Dataset rows
================
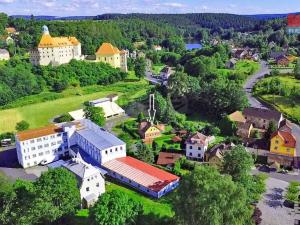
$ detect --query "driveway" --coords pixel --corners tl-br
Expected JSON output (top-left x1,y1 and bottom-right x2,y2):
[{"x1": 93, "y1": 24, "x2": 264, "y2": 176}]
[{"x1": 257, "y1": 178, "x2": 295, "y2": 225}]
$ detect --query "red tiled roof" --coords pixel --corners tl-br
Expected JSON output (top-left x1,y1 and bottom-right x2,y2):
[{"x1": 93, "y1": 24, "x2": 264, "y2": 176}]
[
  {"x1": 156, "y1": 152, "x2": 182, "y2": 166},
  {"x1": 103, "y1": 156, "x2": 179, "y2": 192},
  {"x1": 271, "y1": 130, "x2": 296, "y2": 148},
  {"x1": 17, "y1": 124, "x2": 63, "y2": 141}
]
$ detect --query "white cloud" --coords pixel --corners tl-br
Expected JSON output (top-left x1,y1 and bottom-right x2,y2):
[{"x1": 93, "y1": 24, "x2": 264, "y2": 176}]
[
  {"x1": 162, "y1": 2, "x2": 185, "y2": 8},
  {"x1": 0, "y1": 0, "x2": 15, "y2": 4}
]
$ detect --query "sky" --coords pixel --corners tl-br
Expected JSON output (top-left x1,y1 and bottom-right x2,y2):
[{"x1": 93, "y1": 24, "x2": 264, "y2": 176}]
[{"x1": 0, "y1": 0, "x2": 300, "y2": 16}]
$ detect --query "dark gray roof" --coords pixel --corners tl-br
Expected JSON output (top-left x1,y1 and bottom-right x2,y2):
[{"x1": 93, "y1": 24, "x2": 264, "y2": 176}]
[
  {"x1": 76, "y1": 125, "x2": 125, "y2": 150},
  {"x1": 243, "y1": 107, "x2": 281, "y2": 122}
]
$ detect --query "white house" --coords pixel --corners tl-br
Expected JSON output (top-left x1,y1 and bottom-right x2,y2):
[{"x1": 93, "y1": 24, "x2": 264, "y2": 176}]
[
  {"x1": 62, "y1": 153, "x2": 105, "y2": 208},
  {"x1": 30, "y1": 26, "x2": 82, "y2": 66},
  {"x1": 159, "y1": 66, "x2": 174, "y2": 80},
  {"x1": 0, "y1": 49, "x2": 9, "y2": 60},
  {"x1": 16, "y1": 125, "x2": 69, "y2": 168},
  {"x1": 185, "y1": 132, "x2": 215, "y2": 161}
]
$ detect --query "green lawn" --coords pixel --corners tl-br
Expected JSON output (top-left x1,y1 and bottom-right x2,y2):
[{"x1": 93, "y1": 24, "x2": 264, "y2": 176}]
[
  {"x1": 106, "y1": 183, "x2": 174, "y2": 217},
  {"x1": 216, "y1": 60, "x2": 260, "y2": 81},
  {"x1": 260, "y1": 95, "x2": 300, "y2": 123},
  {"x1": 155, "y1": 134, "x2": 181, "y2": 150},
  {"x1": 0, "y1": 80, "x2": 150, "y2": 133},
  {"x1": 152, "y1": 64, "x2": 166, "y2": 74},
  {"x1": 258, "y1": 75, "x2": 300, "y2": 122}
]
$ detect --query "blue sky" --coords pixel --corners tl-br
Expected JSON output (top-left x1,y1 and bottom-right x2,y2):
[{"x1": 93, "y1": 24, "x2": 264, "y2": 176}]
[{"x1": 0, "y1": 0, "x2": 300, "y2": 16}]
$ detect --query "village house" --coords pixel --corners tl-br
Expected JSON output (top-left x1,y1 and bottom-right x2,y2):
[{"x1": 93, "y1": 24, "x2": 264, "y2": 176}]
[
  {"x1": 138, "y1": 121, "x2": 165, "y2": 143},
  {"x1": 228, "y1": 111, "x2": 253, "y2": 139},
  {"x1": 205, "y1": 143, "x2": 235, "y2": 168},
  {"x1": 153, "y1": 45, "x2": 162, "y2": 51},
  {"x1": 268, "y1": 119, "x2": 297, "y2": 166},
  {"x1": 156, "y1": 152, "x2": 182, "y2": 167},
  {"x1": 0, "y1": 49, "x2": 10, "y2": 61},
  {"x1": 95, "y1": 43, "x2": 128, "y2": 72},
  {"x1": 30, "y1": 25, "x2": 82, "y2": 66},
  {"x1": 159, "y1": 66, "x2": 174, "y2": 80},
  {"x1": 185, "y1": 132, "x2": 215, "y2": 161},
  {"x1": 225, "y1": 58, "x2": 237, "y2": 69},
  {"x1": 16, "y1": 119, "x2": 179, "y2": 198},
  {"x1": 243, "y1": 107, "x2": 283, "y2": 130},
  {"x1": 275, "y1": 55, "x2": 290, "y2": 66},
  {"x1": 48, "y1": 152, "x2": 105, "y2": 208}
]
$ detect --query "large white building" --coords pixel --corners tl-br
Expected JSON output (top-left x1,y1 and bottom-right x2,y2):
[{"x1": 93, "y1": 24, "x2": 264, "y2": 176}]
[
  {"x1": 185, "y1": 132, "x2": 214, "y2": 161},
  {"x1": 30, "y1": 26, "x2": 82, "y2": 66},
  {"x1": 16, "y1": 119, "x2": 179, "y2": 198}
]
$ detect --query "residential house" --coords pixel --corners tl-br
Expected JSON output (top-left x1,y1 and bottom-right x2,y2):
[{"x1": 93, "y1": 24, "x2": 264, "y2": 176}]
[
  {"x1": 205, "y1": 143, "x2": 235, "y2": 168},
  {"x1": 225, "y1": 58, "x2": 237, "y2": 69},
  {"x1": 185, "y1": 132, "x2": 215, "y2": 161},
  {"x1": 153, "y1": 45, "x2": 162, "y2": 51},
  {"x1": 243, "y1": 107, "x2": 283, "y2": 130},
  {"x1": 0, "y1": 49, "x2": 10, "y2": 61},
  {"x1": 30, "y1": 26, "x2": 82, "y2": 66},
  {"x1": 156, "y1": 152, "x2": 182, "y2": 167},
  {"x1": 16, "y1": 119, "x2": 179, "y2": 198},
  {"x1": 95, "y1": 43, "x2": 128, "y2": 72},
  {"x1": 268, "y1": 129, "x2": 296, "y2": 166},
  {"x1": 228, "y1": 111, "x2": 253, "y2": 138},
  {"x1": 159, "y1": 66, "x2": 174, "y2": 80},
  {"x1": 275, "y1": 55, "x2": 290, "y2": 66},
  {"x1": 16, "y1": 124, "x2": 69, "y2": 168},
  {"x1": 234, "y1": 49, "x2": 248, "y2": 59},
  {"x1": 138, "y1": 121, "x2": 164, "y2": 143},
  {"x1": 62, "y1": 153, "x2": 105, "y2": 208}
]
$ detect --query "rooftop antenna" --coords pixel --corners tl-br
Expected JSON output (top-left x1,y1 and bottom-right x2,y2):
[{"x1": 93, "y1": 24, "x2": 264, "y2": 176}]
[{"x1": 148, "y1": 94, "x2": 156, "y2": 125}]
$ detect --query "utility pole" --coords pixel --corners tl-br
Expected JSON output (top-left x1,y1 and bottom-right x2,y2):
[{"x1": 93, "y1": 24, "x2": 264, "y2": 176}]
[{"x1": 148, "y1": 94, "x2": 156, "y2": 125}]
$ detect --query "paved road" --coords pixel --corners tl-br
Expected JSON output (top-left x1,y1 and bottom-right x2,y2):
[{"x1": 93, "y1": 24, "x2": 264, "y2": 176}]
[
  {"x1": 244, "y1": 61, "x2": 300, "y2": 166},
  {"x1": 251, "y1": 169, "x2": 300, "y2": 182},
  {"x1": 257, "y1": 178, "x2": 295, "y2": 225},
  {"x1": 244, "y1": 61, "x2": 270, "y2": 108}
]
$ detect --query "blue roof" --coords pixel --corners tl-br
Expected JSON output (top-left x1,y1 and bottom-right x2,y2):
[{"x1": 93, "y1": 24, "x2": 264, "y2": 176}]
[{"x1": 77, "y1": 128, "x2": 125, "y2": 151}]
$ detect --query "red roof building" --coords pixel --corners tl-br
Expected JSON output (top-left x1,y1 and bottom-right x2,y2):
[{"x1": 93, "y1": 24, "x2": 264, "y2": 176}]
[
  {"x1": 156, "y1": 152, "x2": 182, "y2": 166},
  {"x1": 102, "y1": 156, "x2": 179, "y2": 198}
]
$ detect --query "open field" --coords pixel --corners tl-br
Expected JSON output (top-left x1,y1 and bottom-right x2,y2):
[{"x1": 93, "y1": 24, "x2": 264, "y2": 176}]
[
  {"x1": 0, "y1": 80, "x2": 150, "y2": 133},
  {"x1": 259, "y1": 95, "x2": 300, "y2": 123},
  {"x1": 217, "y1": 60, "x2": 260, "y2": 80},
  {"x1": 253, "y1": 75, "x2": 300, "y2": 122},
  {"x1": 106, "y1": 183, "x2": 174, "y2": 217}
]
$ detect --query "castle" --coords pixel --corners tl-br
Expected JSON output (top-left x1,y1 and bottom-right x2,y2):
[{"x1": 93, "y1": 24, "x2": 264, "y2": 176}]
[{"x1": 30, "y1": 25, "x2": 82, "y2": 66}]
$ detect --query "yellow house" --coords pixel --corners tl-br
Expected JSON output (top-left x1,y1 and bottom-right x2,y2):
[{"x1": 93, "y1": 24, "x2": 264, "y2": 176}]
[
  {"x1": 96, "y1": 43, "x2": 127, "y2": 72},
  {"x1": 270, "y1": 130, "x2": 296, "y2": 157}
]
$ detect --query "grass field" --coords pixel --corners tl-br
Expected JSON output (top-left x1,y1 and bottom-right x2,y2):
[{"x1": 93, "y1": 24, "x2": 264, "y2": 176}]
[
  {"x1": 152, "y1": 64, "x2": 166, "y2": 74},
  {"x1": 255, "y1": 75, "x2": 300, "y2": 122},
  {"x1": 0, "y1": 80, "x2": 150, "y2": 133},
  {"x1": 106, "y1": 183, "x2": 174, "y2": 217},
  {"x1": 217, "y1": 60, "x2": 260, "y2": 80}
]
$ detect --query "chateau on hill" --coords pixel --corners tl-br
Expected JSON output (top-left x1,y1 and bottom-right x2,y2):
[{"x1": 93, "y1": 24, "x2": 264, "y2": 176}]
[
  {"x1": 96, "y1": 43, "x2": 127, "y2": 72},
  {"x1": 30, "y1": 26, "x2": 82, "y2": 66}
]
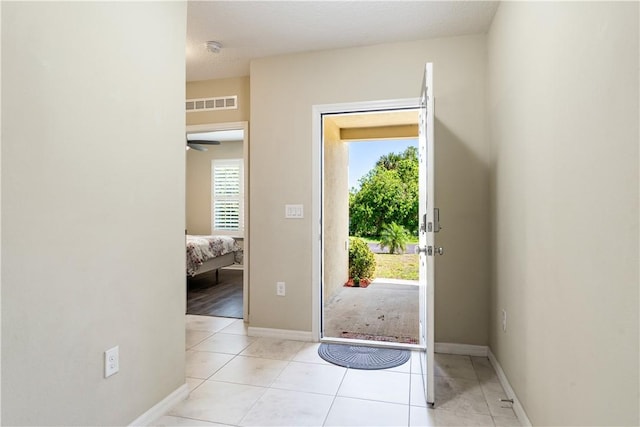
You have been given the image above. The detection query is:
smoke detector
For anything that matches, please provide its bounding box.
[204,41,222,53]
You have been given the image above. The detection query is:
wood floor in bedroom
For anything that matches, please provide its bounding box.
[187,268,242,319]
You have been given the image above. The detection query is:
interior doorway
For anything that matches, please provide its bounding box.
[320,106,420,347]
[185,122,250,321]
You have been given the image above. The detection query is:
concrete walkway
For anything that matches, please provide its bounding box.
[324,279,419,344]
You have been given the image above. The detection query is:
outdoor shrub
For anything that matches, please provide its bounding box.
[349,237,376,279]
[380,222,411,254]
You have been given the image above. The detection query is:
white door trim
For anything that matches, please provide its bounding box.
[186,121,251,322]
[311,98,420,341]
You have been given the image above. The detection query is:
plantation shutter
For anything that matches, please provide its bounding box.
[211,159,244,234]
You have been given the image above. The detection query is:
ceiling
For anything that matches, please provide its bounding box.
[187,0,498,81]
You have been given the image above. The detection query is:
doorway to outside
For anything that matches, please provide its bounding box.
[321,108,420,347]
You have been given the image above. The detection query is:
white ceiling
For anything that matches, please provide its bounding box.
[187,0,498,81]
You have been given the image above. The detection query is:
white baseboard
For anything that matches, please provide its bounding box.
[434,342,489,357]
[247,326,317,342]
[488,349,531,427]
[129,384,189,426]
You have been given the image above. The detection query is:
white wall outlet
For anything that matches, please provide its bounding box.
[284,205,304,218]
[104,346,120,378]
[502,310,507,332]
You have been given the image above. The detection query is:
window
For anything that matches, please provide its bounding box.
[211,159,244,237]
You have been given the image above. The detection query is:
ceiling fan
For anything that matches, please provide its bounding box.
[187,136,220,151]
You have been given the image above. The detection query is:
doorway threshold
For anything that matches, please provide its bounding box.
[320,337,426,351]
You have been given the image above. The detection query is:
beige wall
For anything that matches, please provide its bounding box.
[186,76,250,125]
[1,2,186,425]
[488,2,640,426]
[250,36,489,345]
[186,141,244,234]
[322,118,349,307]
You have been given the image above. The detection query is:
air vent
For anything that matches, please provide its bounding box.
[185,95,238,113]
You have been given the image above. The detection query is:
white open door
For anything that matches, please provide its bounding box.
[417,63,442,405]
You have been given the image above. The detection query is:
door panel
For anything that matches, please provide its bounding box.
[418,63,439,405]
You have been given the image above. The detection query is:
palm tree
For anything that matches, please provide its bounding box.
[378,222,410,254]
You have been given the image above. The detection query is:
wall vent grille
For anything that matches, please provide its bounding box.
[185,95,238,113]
================
Brief
Pull out every line in the rows above that contains the string "doorway", treating uppercase and lowercase as different.

Solved exercise
interior doorway
doorway to outside
doorway threshold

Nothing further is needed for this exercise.